■ How to complete this task ■
From the text about speaking with older people, reproduce word for word the part that opens with the words containing "The way that" and closes with "up and matter.".

The way that elderly women relate to me as opposed to elderly men is also different, because men will take a more guiding role, while elderly women take more of like a friendly, peer, sisterhood role, even though I might be younger than them but because we are both women, we will speak in a way that elder women know I can relate to what they are talking about. Elderly women will be more flexible. So, it’s a bit different. We have also learnt to ask people’s clan names for example, you introduce yourself, ‘This is where I am from, this is my clan name’, our elders relate so much to that and start telling you about their clan names and they’ll start saying relations that, “oh I know someone who’s the same clan name as you, and we used to live together there, there and there”, so it’s those cultural things that sometimes come up and matter.

So I might frame a question differently depending on who I am speaking to. I find that there are gendered roles in a household, when asking the older men about things they will say ‘no I wake up and then my wife makes the breakfast’, and you realise that in this household the roles are very gendered. You start framing the questions differently as, “What do you do in the house?”, “What do you help with around the house?”, but I try to make sure that I’m still asking the same question, that the purpose of the question is still the same.

Its also like a cultural thing, as a men you are supposed to hold a certain kind of dignity, especially when you’re an older man. An older man comes with a lot of respect in our culture, so the older you are, the more respect you have. So, you carry yourself in a different way. Sometimes I feel like older men try their best to make sure that they give us ‘what we are looking for’. Older men make sure that they share their experiences because they want the purpose of the visit to be fulfilled like, to feel like they’ve given us ‘what we came for’.

It is more or less the with elder women, the minute you ask the first question, it’s a conversation. Elder women usually tell us about not being able to get an education as a woman, and the way education was not valued at that time. It was more farming and livestock, uhm, so it’s yes, it’s different.

When you come across older persons that have been through a lot and still going through a lot its, its heart-breaking. Older people will tell us that, “you know I’m suffering for a long time”, you know, “I came to Cape Town and suffered but in a different way but I’m still suffering now”, so you know its heart-breaking to see those type of stories. Life hasn’t really gotten better for some older persons, they are still in a township with a high crime rate, there’s drugs everywhere, and you have this RDP house which you got for free and you are thankful for that because there was no way you could have afford it, uhm, but the environment, you are still there as an older person, it still doesn’t do any good for your mental health or physical health or any kind of positivity that comes out of it. So, I guess its bittersweet, I mean you look at the positives and then you look at the negatives that are all around.

■ Recorded data ■
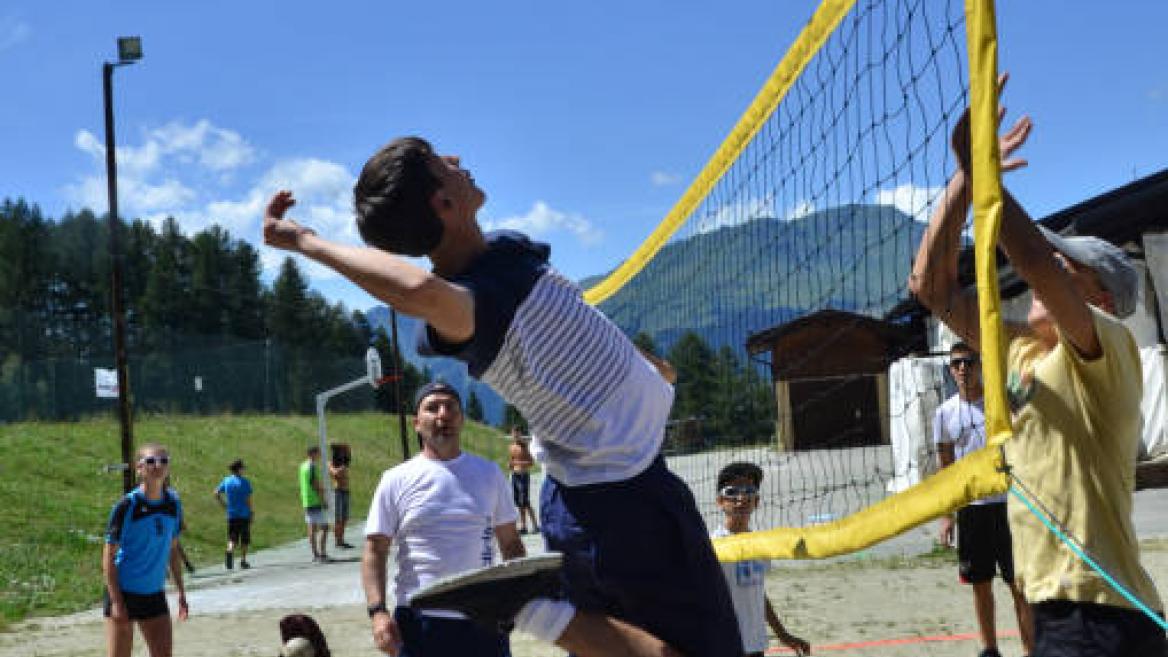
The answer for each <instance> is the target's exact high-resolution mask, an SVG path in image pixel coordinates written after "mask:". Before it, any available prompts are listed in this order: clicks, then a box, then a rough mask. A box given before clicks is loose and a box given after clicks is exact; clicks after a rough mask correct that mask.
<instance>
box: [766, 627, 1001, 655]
mask: <svg viewBox="0 0 1168 657" xmlns="http://www.w3.org/2000/svg"><path fill="white" fill-rule="evenodd" d="M997 636H999V638H1008V637H1016V636H1018V632H1017V630H1009V631H1003V632H997ZM976 638H978V634H975V632H969V634H953V635H939V636H911V637H902V638H881V639H876V641H861V642H856V643H835V644H832V645H814V644H813V645H812V650H813V651H815V652H819V651H820V650H856V649H860V648H883V646H888V645H906V644H911V643H944V642H947V641H974V639H976ZM793 652H794V650H791V649H790V648H786V646H780V648H771V649H770V650H767V651H766V653H767V655H790V653H793Z"/></svg>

■ Finished task ■
The way that elderly women relate to me as opposed to elderly men is also different, because men will take a more guiding role, while elderly women take more of like a friendly, peer, sisterhood role, even though I might be younger than them but because we are both women, we will speak in a way that elder women know I can relate to what they are talking about. Elderly women will be more flexible. So, it’s a bit different. We have also learnt to ask people’s clan names for example, you introduce yourself, ‘This is where I am from, this is my clan name’, our elders relate so much to that and start telling you about their clan names and they’ll start saying relations that, “oh I know someone who’s the same clan name as you, and we used to live together there, there and there”, so it’s those cultural things that sometimes come up and matter.